(Dataset rows on object locations)
- - - - -
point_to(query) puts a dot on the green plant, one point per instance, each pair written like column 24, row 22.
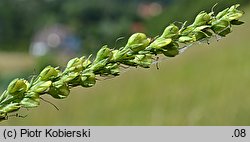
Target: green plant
column 139, row 51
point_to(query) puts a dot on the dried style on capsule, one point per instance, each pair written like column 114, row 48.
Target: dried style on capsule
column 140, row 51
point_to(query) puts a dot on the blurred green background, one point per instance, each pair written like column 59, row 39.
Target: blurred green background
column 206, row 85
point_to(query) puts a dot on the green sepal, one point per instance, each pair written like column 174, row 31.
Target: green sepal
column 30, row 100
column 88, row 79
column 41, row 87
column 59, row 91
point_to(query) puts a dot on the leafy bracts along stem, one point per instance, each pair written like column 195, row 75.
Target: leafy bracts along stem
column 139, row 51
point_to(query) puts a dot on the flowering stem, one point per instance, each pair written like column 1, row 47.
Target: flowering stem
column 139, row 51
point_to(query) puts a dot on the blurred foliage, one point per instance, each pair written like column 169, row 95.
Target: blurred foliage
column 185, row 10
column 95, row 21
column 188, row 90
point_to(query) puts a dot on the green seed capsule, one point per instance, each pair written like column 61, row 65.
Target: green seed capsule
column 220, row 26
column 41, row 87
column 138, row 42
column 170, row 31
column 75, row 65
column 11, row 107
column 201, row 19
column 30, row 100
column 143, row 60
column 17, row 85
column 88, row 79
column 185, row 39
column 160, row 43
column 103, row 53
column 48, row 73
column 59, row 91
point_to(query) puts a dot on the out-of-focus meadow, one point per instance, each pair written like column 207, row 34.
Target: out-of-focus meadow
column 206, row 85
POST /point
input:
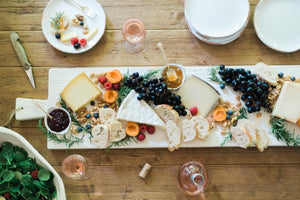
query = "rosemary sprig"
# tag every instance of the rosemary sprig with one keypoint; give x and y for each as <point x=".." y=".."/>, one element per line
<point x="69" y="141"/>
<point x="282" y="133"/>
<point x="213" y="71"/>
<point x="124" y="142"/>
<point x="227" y="138"/>
<point x="74" y="119"/>
<point x="55" y="23"/>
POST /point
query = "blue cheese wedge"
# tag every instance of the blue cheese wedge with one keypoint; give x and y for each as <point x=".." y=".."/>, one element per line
<point x="134" y="110"/>
<point x="287" y="105"/>
<point x="196" y="92"/>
- - - - -
● SHORT EXERCISE: Give every row above as a numbered list, skipping blank lines and omitting the pictures.

● PROBLEM SOLUTION:
1. point_to(query) puts a dot on the green plant, one point per instance, each pair written like column 24, row 22.
2. Target: green plant
3. column 139, row 51
4. point_to(query) puts a dot on the dried style on capsule, one point per instance, each pair written like column 114, row 48.
5. Target: dried style on capsule
6. column 140, row 51
7. point_to(query) puts a dot on the blurred green background, one point per instance, each pair written like column 59, row 39.
8. Target: blurred green background
9. column 206, row 85
10. point_to(query) puts a dot on the green sepal, one point per instance, each pair written like column 174, row 31.
11. Target: green sepal
12. column 30, row 100
13. column 88, row 79
14. column 41, row 87
15. column 59, row 91
16. point_to(query) puts a dot on the leafy bracts along stem, one point per instance, each pair written like column 195, row 75.
17. Target: leafy bracts along stem
18. column 139, row 51
19. point_to(query) puts a dot on the flowering stem, one point per instance, each pair written like column 1, row 47.
20. Target: flowering stem
21. column 139, row 51
22. point_to(query) puts a dot on the blurred foliage, one point per instance, each pair written like column 169, row 95.
23. Target: blurred foliage
24. column 185, row 10
25. column 95, row 21
26. column 188, row 90
27. point_to(query) puts a dot on the green seed capsule, one point per instance, each pair written like column 61, row 65.
28. Target: green seed capsule
29. column 220, row 26
30. column 41, row 87
31. column 138, row 42
32. column 170, row 31
33. column 75, row 65
34. column 11, row 107
35. column 201, row 19
36. column 30, row 100
37. column 143, row 60
38. column 17, row 85
39. column 88, row 79
40. column 185, row 39
41. column 160, row 43
42. column 103, row 53
43. column 48, row 73
44. column 59, row 91
45. point_to(query) puts a dot on the out-of-focus meadow, one point per instance, each pair written like column 207, row 34.
46. Target: out-of-focus meadow
47. column 206, row 85
48. POST /point
49. input:
50. query = "rosemary sprig"
51. # tag every instance of the rosemary sprig with one keypoint; give x and y for each as <point x=".." y=".."/>, one element per line
52. <point x="69" y="141"/>
53. <point x="282" y="133"/>
54. <point x="213" y="71"/>
55. <point x="124" y="142"/>
56. <point x="227" y="138"/>
57. <point x="74" y="119"/>
58. <point x="55" y="23"/>
59. POST /point
60. query = "blue cheese wedge"
61. # tag every instance of the blue cheese wedge with one keypoint; give x and y for each as <point x=".." y=".."/>, one element per line
62. <point x="134" y="110"/>
63. <point x="287" y="105"/>
64. <point x="196" y="92"/>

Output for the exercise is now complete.